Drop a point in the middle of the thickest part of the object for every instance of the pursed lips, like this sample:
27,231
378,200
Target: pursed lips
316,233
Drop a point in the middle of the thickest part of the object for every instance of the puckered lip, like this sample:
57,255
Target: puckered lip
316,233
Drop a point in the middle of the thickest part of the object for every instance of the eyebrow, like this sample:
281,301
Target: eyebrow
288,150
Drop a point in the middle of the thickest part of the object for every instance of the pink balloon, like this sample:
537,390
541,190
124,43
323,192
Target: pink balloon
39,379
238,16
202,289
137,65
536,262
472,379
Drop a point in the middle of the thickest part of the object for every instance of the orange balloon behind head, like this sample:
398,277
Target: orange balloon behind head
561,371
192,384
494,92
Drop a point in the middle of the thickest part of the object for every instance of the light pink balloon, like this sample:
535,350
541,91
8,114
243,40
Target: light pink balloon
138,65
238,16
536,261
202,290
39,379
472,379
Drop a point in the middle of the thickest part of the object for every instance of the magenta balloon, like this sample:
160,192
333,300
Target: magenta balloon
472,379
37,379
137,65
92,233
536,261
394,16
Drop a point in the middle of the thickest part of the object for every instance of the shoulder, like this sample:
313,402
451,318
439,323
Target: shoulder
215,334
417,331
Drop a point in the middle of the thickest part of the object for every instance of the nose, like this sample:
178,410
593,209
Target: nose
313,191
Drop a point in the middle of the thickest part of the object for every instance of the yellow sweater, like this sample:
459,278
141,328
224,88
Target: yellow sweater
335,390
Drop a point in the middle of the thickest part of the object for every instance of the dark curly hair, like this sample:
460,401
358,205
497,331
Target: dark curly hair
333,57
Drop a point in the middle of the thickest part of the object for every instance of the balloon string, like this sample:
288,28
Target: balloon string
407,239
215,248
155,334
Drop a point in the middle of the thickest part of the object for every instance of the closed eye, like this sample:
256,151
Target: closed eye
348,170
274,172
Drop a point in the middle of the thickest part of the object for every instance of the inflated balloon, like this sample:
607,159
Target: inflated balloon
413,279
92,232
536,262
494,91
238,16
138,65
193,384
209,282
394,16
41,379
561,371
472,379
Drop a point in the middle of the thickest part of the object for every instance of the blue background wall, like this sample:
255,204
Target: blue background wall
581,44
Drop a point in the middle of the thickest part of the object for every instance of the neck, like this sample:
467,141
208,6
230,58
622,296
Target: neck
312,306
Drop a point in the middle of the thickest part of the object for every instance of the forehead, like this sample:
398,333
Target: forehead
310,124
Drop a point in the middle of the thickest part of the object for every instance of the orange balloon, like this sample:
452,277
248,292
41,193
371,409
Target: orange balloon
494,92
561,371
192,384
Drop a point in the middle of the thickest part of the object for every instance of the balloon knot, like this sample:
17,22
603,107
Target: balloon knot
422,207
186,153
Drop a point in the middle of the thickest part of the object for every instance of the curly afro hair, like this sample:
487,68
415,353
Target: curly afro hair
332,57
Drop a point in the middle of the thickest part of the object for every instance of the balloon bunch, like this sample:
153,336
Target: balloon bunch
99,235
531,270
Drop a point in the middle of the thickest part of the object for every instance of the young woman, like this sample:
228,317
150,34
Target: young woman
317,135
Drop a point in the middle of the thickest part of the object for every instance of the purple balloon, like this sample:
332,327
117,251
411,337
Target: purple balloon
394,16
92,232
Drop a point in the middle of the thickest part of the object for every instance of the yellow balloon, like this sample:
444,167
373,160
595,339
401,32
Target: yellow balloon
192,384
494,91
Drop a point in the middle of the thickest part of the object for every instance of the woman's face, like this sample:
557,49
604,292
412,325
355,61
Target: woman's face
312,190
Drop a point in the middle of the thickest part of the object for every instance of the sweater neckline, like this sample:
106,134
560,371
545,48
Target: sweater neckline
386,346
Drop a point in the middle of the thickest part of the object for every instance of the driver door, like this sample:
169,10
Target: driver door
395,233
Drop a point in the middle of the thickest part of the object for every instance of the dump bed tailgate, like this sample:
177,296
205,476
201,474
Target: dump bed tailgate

◆ ◆ ◆ ◆

Your goal
Transcribe all of the material exactly. Omit nothing.

Task answer
Drop a point in the middle of the thickest part of the object for every instance of the pursed lips, like this sample:
27,231
378,200
Target: pursed lips
316,233
Drop a point in the middle of the thickest part of the object for every instance of the puckered lip, like this sample:
57,255
Target: puckered lip
316,233
Drop a point in the middle of the thickest part of the object for every instance of the eyebrow, like this sample:
281,301
Target: eyebrow
288,150
Drop a point in the middle of the thickest part of the object for every instance of the pink balloon, like this sample:
537,390
541,190
124,43
323,192
Target: pink balloon
39,379
238,16
202,289
137,65
536,262
472,379
Drop a point in the middle of the thickest part of the object for every instance of the orange balloon behind head, like this sample:
398,277
Target: orange balloon behind head
561,371
192,384
494,92
Drop a point in the middle of the thickest part of the object for every instance of the light pink balloon, like this sample:
535,350
541,91
8,114
243,40
Target: light pink balloon
138,65
238,16
536,261
202,290
39,379
472,379
Drop a point in the middle of the thickest part of the object for every instance of the magenta balloon, like this sample:
160,192
333,300
Target: magenta balloon
472,379
37,379
137,65
92,233
536,261
394,16
Drop a point in the middle of the thickest part of the object for every instance of the shoulder, like this sample:
313,402
451,318
439,323
Target: shoulder
215,334
417,331
Drop a point in the middle of the thickest part of the object for every instance of the nose, like this sample:
178,410
593,209
Target: nose
313,191
Drop a point in the middle of the thickest part of the object for every instance of the yellow sweater, like this sample:
459,278
141,328
224,88
Target: yellow sweater
335,390
Drop a point in the middle of the thickest part of the object for every instance of the dark curly hair, like this sample:
460,401
358,205
497,331
Target: dark curly hair
333,57
Drop a point in the middle of the thickest part of the object for every instance of the balloon string, like this sample:
288,28
Target: balloon string
407,239
215,248
155,334
Drop a point in the middle of the thickest part of the object for every instance of the closed eye, like this sample:
256,151
Target: closed eye
348,170
274,172
Drop a point in the middle of the thickest part of the object for every instance of the inflated balloon, like this sample:
607,159
Target: inflated balloon
413,279
92,232
536,262
494,91
238,16
138,65
193,384
209,282
394,16
41,379
561,371
472,379
Drop a point in the middle of the thickest part of the object for every instance of the blue background wall, like this sample:
255,204
Target: blue background wall
581,44
Drop a point in the middle of the thickest part of the object for every instance of the neck, like this sample:
467,141
208,6
230,58
622,296
Target: neck
312,306
Drop a point in the middle of the thickest part of the object for every instance of the forehead, like this sample:
398,333
Target: forehead
310,124
Drop a point in the middle of the thickest part of the object for every instance of the orange balloon, like this sample:
452,277
248,292
41,193
371,409
Target: orange balloon
494,92
561,371
192,384
Drop a point in the middle of the thickest part of the object for every instance of the balloon knot, like this sample:
17,22
603,107
Target: balloon knot
422,207
186,153
Drop a point in the middle of the thickest part of the object for every instance of the curly afro hair, like this sample:
487,68
415,353
Target: curly afro hair
332,57
Drop a point in the middle of the thickest part of the object for every instance of the balloon bunch, like this sample:
153,336
Target: balloon bunch
99,235
531,270
Drop a point in the middle of the thickest part of the object for every instance of the young woman, like this sample:
228,317
150,34
Target: young woman
317,135
Drop a point in the middle of the thickest part of the object for every instance of the purple balloon, like this sample:
332,327
117,251
411,337
Target: purple balloon
394,16
92,232
Drop a point in the middle of the thickest part of the object for every instance of the yellow balloon, like this sample:
444,167
373,160
595,339
401,32
Target: yellow balloon
192,384
494,91
Drop a point in the middle of the thickest part of the object for every instance of the woman's face, like this sample:
557,49
604,292
412,325
355,61
Target: woman's face
312,190
Drop a point in the middle of the thickest part of the object for every instance of the sweater neckline, like this sample:
106,134
560,371
545,48
Target: sweater neckline
386,346
Drop a point in the middle of the thickest part of the object for every instance of the driver door, like this sample:
169,10
Target: driver door
395,233
Drop a point in the middle of the thickest part of the object for every instance of the dump bed tailgate, like this sample:
177,296
205,476
201,474
Target: dump bed tailgate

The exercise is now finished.